◆ TESTO ◆

Un riconoscimento diffuso e lo studio approfondito preludono alla composizione del volume collettivo su tutto il Bellocchio da I pugni in tasca (o, ancora prima, da Abbasso il zio) a Rapito e oltre fino all’ultimo cortometraggio del 2024 realizzato con gli allevi della scuola di Bobbio nell’ambito del corso di alta formazione cinematografica Bottega XNL – Fare Cinema.
Il curatore Roberto Lasagna ha messo assieme le migliori penne critiche nazionali per redigere 28 saggi monografici sui singoli film presentati cronologicamente (1965-2024), offrendo a corredo una lettura trasversale ed eterogenea sulle linee interpretative maggiormente convalidate del Bellocchio pubblico e privato, del Bellocchio televisivo e del Bellocchio documentarista. Edito da Il Foglio, nella collana La cineteca di Caino, 300 pagine, con un corpus fotografico finale di repertorio filmico per la gentile concessione del cineasta e la filmografia completa (pp. 267-270), Marco Bellocchio. Il pubblico e il privato serve, ma di sicuro non basta, a leggere il regista piacentino dalla A alla Z.

Dati di espressioni referenziali basate su fotografie
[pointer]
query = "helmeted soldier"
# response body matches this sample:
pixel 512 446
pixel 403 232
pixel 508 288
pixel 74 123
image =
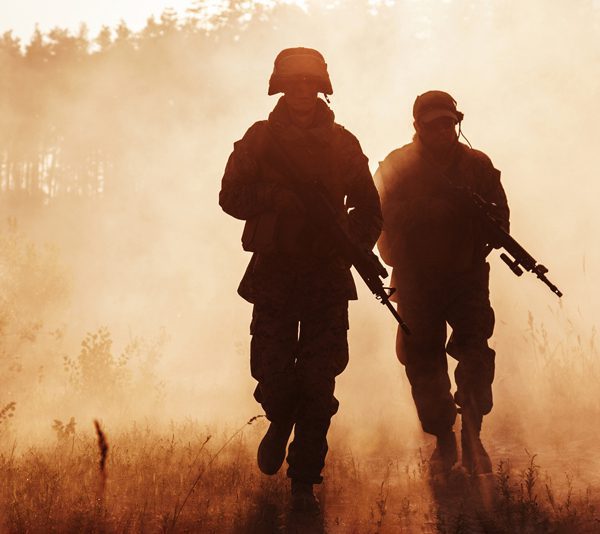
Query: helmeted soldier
pixel 437 251
pixel 297 283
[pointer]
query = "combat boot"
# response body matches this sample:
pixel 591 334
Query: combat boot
pixel 475 458
pixel 272 448
pixel 303 499
pixel 444 455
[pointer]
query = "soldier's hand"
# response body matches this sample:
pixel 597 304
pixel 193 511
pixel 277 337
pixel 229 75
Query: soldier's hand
pixel 286 201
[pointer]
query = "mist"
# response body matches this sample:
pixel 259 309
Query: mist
pixel 129 137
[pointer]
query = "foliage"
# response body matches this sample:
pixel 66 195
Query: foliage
pixel 149 475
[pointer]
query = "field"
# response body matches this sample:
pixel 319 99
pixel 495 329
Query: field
pixel 185 480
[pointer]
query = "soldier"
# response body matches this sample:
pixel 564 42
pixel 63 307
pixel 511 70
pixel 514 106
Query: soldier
pixel 438 254
pixel 297 283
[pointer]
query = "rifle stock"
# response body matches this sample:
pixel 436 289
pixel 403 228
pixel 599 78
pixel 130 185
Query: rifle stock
pixel 324 216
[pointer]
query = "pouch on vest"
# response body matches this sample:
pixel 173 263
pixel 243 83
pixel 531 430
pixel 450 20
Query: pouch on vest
pixel 259 233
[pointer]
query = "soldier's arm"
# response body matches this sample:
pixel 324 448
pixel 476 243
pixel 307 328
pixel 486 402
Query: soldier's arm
pixel 364 208
pixel 398 211
pixel 243 195
pixel 494 192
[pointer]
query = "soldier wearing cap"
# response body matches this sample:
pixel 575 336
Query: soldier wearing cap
pixel 298 285
pixel 437 252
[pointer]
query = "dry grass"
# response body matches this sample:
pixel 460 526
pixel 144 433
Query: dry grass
pixel 186 480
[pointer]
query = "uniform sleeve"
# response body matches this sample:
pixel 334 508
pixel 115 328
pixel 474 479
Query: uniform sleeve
pixel 493 192
pixel 396 208
pixel 243 195
pixel 364 208
pixel 497 195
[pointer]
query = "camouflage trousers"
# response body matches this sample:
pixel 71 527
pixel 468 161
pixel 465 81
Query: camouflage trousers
pixel 463 303
pixel 296 353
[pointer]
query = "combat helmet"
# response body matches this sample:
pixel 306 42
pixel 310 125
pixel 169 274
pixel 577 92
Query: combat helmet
pixel 434 104
pixel 299 61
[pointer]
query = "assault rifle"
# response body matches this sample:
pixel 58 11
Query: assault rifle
pixel 516 257
pixel 324 218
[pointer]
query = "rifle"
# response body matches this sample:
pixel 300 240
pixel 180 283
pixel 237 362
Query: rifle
pixel 516 257
pixel 323 216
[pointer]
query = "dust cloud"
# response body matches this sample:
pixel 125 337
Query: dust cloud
pixel 132 140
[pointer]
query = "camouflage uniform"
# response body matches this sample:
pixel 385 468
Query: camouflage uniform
pixel 300 288
pixel 438 256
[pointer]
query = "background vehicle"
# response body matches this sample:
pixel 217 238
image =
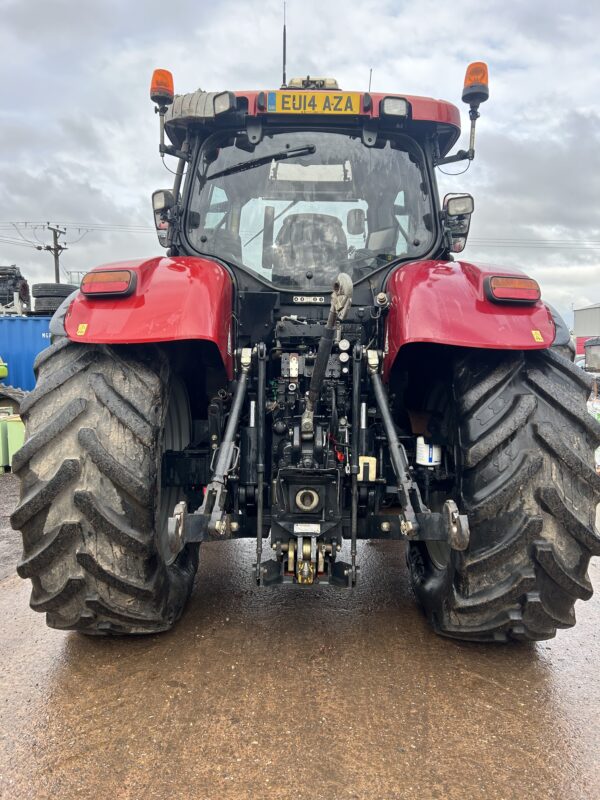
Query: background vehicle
pixel 309 363
pixel 11 283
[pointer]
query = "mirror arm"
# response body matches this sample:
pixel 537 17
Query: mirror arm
pixel 463 155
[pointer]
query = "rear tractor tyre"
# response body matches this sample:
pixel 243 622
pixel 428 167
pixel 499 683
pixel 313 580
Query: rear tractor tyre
pixel 92 511
pixel 524 448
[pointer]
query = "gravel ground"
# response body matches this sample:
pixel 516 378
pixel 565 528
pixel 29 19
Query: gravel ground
pixel 289 693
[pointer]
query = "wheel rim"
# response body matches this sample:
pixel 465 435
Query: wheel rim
pixel 177 435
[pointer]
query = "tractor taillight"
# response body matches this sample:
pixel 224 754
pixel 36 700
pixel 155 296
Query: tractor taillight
pixel 505 289
pixel 108 282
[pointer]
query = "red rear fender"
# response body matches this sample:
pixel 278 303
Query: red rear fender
pixel 174 299
pixel 445 302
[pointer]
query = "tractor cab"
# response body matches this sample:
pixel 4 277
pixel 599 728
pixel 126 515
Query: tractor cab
pixel 290 187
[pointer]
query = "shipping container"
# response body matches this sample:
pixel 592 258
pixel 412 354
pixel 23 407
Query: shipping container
pixel 21 339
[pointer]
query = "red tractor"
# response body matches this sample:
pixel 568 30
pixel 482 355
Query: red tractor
pixel 309 365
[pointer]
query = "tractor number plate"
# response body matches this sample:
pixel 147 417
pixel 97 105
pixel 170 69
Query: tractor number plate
pixel 313 102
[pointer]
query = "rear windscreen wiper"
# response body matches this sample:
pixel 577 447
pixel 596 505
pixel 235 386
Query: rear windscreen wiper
pixel 307 150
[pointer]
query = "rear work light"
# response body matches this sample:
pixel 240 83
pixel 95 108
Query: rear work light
pixel 503 289
pixel 394 107
pixel 108 283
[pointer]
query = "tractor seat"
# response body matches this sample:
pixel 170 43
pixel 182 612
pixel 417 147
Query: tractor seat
pixel 307 242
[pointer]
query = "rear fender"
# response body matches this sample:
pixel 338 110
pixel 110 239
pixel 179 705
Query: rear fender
pixel 174 299
pixel 444 302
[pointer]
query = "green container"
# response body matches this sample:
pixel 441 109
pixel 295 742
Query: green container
pixel 3 445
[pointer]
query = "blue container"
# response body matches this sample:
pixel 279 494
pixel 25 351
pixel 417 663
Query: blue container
pixel 21 339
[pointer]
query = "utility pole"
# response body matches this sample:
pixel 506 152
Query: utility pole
pixel 55 248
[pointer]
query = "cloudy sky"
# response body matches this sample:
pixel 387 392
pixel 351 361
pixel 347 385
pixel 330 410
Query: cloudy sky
pixel 79 136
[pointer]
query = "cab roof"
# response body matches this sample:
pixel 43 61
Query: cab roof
pixel 197 109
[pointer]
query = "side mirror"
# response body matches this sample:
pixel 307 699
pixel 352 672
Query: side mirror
pixel 457 218
pixel 163 201
pixel 355 222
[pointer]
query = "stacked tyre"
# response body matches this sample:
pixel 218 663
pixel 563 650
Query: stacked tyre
pixel 48 296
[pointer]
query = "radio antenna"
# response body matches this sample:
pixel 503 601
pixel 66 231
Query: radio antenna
pixel 284 84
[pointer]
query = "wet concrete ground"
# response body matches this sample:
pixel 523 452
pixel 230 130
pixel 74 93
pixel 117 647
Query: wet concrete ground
pixel 289 693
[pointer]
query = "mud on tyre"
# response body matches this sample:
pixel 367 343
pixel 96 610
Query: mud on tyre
pixel 90 509
pixel 524 445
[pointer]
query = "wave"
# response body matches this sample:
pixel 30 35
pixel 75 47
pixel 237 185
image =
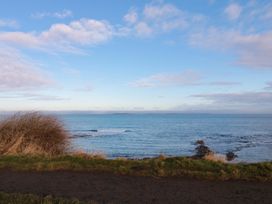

◆ CONSEGNA A ◆
Indica se le affermazioni (i), (ii) e (iii) concordano con il testo sul volume dedicato a Bellocchio, rispondendo sì o no e citando le parole decisive del testo. (i) Il volume raccoglie 28 saggi sui singoli film del regista. (ii) L'editore del volume è Il Foglio. (iii) La filmografia completa occupa le pagine dalla 267 alla 300.
◆ CONSEGNA B ◆
Prosegui il testo sul volume dedicato a Bellocchio dal punto in cui si interrompe.

◆ SOLUZIONE A ◆
(i) Sì: «28 saggi monografici sui singoli film presentati cronologicamente (1965-2024)».
(ii) Sì: «Edito da Il Foglio, nella collana La cineteca di Caino».
(iii) No: «la filmografia completa (pp. 267-270)».

◆ SOLUZIONE B ◆
Reduce dal successo internazionale di Rapito e passato a Venezia con Se posso permettermi Capitolo II, il regista di Il principe di Homburg e Vincere è partito dall’autobiografismo familiare, durante la formazione al Centro Sperimentale di Cinematografia, per passare velocemente, nell’età della ribellione giovanile, alla critica al mondo borghese in ottica rivoluzionaria, o quantomeno di contestazione pre-sessantottina, alla psicologia clinica e alla fenomenologia del paranormale, a storie legate al contesto storico-politico nazionale e internazionale che lo porteranno presto a concludere, sulla scia intrapresa, il film su Enzo Tortora.
La tesi del volume è individuata nel perfetto bilanciamento tra istanze intime, personali assunte con l’obiettivo di assurgere a coscienza popolare contrapposte, ma non estranee, alle istanze del pubblico, del necessario collettivo, indagando fatti politici della storia nazionale di cui nessuna verità è svelata, nel Paese delle inchieste e dei maxi processi decennali, ma narrata da una prospettiva pluriprospettica, eterocentrica, multiforme. Perseguendo l’arte del disadattamento e del dare la parola alle categorie sociali che hanno meno voce in società, “L’opera del cineasta piacentino è un percorso di autocoscienza e laboratorio di ipotesi interpretative per lo spettatore a cui viene suggerito il compito di interrogarsi” (Il pubblico e il privato, p. 21) sui fatti della vita umana, siano essi pubblici o privati, pur sempre al centro dell’impegno intellettuale e della connotazione stilistica di Marco Bellocchio.